* [INSTRUCTIONS TO FOLLOW]:
Copy out, character for character, the stretch of rows below from the one containing "Each instance of the walnut" through the one containing "418), (32, 497)]", with both of those rows included.

(Coordinate annotation records)
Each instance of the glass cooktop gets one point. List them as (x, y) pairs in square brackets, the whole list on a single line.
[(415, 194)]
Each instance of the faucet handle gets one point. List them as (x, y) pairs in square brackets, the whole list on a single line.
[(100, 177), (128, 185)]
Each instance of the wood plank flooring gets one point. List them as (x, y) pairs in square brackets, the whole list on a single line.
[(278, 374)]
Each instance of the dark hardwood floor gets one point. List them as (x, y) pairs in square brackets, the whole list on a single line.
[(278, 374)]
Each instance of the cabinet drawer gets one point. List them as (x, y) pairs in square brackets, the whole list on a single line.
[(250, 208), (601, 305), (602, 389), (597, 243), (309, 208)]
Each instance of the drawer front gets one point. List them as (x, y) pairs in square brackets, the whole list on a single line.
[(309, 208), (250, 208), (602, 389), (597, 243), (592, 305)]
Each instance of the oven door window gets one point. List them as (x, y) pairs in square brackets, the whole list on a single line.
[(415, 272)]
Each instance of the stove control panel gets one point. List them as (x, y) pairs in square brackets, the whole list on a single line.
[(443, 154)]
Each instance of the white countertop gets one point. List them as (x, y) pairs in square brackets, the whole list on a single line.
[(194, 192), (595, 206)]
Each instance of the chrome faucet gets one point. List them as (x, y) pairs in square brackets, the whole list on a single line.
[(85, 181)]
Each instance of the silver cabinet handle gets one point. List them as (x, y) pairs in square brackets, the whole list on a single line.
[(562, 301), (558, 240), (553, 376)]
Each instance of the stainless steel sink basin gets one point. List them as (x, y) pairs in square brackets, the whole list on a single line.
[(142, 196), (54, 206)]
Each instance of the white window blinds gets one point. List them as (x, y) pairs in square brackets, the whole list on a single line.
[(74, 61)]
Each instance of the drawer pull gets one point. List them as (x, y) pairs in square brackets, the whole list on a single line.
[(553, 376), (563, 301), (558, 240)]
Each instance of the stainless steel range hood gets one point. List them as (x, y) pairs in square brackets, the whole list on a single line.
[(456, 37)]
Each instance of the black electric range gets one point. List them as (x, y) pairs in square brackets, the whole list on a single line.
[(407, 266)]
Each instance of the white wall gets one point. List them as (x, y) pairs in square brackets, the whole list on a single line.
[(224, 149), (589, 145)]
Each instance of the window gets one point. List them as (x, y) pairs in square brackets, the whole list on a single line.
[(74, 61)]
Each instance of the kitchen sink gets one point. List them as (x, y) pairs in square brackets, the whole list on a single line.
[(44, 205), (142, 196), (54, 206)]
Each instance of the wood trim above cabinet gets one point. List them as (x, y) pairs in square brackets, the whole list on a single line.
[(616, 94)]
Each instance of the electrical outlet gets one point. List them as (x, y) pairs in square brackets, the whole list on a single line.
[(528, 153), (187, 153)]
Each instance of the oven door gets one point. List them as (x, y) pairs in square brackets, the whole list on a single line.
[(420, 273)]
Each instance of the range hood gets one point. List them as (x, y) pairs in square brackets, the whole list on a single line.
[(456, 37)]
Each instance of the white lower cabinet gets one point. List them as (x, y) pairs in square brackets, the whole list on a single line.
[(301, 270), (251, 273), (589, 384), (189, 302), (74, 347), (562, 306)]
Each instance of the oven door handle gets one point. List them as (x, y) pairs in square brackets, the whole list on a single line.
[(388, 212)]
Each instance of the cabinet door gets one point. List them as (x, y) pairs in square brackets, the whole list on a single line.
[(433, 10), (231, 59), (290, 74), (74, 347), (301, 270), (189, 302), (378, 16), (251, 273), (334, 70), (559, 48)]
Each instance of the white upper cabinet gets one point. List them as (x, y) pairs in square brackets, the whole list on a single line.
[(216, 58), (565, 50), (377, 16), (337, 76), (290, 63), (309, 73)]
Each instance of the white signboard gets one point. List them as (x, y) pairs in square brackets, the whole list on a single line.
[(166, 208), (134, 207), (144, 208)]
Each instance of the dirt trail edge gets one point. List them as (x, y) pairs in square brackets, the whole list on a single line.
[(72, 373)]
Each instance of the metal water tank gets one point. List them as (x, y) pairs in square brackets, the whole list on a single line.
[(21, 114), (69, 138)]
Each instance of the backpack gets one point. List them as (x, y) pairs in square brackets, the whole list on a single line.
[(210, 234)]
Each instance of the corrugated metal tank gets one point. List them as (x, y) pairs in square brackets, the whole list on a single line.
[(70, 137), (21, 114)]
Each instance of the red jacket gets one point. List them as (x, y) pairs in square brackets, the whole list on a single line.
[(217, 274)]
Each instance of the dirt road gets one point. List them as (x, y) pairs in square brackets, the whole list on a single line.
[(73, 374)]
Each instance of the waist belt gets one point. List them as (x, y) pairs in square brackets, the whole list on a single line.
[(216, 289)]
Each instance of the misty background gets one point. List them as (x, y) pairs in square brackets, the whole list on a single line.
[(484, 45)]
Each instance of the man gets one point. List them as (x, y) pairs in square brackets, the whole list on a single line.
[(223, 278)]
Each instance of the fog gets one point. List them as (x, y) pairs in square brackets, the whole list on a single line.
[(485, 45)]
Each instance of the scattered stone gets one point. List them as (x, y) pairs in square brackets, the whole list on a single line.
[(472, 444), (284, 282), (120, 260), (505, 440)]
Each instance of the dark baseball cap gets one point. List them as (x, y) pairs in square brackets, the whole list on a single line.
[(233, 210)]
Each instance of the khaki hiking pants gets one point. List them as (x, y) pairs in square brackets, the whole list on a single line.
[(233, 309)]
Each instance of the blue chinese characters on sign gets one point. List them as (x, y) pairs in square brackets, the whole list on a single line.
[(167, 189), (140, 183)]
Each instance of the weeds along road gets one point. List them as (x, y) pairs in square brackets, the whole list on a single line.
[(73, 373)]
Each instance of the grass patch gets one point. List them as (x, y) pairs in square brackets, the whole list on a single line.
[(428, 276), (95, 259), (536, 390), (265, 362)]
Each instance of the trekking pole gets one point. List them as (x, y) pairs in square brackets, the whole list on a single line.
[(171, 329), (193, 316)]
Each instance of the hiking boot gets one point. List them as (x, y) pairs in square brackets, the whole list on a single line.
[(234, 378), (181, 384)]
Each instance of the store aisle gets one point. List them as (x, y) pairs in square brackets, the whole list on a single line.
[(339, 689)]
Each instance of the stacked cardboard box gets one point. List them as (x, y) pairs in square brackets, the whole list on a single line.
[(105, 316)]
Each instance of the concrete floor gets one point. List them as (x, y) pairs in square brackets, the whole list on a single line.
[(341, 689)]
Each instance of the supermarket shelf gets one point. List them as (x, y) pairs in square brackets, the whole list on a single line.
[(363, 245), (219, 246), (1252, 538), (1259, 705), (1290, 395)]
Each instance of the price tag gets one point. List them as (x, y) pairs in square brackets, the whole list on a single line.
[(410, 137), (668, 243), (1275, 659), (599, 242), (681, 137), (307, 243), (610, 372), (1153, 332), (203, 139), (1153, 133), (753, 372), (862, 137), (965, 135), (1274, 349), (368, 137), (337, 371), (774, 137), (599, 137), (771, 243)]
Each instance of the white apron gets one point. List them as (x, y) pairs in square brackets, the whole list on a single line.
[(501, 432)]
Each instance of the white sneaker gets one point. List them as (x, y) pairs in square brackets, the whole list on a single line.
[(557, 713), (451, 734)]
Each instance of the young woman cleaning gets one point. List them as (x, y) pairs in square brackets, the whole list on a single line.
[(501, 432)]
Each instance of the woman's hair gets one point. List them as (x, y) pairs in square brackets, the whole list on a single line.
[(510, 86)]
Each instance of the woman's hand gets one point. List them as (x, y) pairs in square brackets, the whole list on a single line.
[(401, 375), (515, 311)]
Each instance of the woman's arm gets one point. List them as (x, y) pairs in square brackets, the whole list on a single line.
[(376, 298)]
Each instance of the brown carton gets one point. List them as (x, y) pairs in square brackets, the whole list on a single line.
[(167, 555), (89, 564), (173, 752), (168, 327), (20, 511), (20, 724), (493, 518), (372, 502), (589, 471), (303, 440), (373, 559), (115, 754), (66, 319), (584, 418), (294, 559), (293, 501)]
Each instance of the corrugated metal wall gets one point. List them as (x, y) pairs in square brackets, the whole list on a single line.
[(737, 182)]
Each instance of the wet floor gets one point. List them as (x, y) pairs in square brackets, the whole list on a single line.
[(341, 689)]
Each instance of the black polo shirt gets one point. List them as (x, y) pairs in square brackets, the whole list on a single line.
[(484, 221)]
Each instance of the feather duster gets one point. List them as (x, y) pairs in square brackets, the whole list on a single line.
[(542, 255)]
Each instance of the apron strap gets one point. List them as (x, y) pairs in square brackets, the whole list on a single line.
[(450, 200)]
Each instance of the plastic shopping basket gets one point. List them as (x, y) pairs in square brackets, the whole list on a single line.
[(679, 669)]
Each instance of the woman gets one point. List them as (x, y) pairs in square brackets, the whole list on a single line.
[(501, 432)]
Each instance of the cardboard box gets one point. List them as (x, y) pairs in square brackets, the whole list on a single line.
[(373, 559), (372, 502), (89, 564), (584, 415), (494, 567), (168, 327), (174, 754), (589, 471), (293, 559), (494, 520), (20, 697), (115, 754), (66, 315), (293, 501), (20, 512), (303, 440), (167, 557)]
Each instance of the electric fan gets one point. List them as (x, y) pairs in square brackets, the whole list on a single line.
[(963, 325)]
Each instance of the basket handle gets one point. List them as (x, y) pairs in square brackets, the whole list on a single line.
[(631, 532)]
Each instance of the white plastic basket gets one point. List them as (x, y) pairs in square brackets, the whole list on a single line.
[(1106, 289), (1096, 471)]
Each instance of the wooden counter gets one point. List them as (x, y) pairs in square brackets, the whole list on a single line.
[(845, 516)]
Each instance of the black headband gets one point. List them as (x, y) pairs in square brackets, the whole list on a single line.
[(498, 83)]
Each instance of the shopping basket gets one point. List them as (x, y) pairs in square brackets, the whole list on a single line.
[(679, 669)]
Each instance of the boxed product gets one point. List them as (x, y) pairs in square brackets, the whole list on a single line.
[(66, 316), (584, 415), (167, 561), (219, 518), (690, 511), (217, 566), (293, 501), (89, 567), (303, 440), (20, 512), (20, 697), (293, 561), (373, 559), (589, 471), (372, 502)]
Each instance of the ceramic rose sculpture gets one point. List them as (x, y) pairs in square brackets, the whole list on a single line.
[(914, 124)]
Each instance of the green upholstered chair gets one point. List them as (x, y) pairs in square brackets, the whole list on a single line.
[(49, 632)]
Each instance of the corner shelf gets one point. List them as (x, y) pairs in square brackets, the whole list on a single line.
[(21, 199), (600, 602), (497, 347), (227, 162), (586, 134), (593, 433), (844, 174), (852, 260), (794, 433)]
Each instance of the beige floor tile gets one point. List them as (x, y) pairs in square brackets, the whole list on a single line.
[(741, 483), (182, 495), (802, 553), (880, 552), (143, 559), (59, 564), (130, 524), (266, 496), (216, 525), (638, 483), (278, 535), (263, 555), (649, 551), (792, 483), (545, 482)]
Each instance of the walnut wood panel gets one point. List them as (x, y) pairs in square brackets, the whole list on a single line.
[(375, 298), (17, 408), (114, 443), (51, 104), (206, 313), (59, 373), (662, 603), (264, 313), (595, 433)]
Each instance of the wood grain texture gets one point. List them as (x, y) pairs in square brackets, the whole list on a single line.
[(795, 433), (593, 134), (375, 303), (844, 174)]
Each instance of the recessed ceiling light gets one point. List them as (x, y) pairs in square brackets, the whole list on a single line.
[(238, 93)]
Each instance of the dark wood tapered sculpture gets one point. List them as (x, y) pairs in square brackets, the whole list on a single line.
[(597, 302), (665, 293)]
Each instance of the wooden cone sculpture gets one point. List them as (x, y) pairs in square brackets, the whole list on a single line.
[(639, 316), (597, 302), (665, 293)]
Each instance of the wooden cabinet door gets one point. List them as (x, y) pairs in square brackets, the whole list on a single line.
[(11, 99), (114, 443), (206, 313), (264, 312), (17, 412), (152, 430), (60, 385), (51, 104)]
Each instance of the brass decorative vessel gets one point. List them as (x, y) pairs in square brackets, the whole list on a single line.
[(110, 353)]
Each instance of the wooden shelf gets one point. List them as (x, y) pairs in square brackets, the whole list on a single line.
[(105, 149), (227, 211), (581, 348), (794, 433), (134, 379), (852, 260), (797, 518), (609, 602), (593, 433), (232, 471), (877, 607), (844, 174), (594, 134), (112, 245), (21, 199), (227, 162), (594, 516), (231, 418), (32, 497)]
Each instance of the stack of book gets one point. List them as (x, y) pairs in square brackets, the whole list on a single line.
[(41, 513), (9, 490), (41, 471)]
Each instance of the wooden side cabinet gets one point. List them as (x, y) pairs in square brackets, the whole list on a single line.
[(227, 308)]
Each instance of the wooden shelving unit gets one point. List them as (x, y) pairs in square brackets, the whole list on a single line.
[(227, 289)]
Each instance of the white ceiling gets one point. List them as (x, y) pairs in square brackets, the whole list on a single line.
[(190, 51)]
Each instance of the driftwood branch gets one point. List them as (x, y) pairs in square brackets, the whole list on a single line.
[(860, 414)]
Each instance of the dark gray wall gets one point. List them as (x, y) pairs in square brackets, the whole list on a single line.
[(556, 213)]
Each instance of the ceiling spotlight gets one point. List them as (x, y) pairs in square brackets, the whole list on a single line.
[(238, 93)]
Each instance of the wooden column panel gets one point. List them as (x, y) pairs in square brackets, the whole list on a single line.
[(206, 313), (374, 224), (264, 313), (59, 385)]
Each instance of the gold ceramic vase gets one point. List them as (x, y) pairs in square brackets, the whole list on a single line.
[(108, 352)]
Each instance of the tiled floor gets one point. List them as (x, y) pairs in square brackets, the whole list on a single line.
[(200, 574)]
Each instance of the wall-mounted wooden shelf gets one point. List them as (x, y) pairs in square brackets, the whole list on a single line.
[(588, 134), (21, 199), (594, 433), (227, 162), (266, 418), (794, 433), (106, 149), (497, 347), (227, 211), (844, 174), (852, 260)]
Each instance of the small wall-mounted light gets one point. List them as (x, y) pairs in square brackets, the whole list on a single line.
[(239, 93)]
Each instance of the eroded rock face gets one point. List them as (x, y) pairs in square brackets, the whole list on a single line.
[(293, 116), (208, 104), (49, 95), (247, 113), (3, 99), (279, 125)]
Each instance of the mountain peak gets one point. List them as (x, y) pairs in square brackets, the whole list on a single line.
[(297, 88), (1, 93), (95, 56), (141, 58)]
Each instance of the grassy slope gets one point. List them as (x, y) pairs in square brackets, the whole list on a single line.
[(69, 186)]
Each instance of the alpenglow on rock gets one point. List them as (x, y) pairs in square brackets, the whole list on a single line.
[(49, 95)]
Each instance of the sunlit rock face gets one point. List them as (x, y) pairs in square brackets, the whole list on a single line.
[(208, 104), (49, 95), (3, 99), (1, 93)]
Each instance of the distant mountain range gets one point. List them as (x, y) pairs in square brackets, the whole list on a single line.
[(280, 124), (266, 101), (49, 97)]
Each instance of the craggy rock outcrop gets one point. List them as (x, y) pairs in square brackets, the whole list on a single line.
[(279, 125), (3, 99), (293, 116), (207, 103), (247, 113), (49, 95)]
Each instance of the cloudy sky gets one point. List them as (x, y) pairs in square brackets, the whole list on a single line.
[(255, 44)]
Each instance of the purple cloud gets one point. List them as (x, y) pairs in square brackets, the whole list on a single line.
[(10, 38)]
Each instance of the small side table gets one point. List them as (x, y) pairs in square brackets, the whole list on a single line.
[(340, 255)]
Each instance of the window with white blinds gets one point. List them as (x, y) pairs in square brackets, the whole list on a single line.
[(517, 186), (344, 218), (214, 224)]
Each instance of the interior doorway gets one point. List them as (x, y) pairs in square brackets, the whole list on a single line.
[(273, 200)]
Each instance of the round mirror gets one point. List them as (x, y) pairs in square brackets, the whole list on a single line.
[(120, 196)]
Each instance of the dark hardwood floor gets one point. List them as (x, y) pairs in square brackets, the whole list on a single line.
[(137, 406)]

* [THE REPLY]:
Each instance of the walnut wood panel gets one point. List them as (x, y) pairs in square brackets, the whole list on a single line.
[(375, 298), (17, 408), (114, 443), (51, 104), (206, 313), (59, 373), (662, 603), (264, 313), (595, 433)]
Each instance of the wood grain texture gets one point. List them as (x, y) pairs in square brackets, the whole list on a single line.
[(795, 433), (593, 134), (375, 303), (844, 174)]
Each instance of the recessed ceiling light gets one point. List them as (x, y) pairs in square brackets, the whole list on a single line.
[(238, 93)]
Each instance of the dark wood tapered sculpture gets one point. List them as (x, y) pairs in square brackets, the whole list on a single line.
[(597, 302), (665, 293)]
Each instance of the wooden cone sculpture gets one point. List them as (x, y) pairs in square brackets, the whole list on a single line.
[(639, 316), (597, 302), (665, 293)]
Each instance of the wooden cabinet door gets one point. List them as (x, y) pairs in square brackets, the whole list on a single line.
[(11, 99), (114, 443), (206, 313), (264, 312), (17, 412), (152, 430), (60, 385), (51, 104)]
Each instance of the brass decorative vessel gets one point. List them as (x, y) pairs in square brackets, the whole list on a single line.
[(110, 353)]
Each instance of the wooden shelf gets one point. List them as (x, y) pairs in square brackets, the whole list on a single line.
[(105, 149), (227, 211), (581, 348), (794, 433), (134, 379), (852, 260), (797, 518), (609, 602), (593, 433), (232, 471), (877, 607), (844, 174), (594, 134), (112, 245), (21, 199), (227, 162), (594, 516), (231, 418), (32, 497)]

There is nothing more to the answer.